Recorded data
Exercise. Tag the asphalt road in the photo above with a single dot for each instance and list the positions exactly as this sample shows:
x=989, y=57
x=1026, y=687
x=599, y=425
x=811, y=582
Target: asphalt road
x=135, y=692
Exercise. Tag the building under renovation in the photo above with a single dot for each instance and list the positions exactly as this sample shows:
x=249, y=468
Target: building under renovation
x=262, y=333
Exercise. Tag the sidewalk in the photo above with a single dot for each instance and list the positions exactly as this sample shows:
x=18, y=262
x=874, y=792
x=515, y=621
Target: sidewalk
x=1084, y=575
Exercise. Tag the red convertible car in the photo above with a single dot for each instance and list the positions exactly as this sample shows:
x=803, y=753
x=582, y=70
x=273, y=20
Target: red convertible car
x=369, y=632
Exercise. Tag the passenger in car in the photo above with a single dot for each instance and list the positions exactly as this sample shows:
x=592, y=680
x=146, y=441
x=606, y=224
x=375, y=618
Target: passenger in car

Description of the task: Rewrite every line of the records above, requests included, and rescale each coordinate in the answers by a factor of 2.1, rounding to whole numbers with halves rounded up. Leave the requests and their sample positions unchanged.

Solution:
Exercise. Tag the asphalt road in the photo above with a single dot for each instance and list the positions exactly as this sample shows:
x=989, y=57
x=1026, y=687
x=599, y=425
x=811, y=582
Target: asphalt road
x=284, y=1453
Exercise. Tag the building under renovation in the photo above with a single dot for each instance and list the positions exactly as this sample shows:
x=249, y=468
Target: building under renovation
x=550, y=699
Exercise. Tag the sidewalk in the photo above with a single dot for each instance and list the positions exactly as this sample shows:
x=18, y=262
x=874, y=792
x=515, y=621
Target: sidewalk
x=2276, y=1208
Exercise. Tag the red convertible car in the photo above with a single dot for each instance and list the positions exactly as this sample shows:
x=803, y=753
x=582, y=70
x=273, y=20
Target: red convertible car
x=775, y=1327
Exercise. Tag the passenger in car in the photo above with a single dot for each instance and list the positions exactly as this sample shows:
x=592, y=680
x=146, y=441
x=606, y=224
x=375, y=618
Target: passenger in car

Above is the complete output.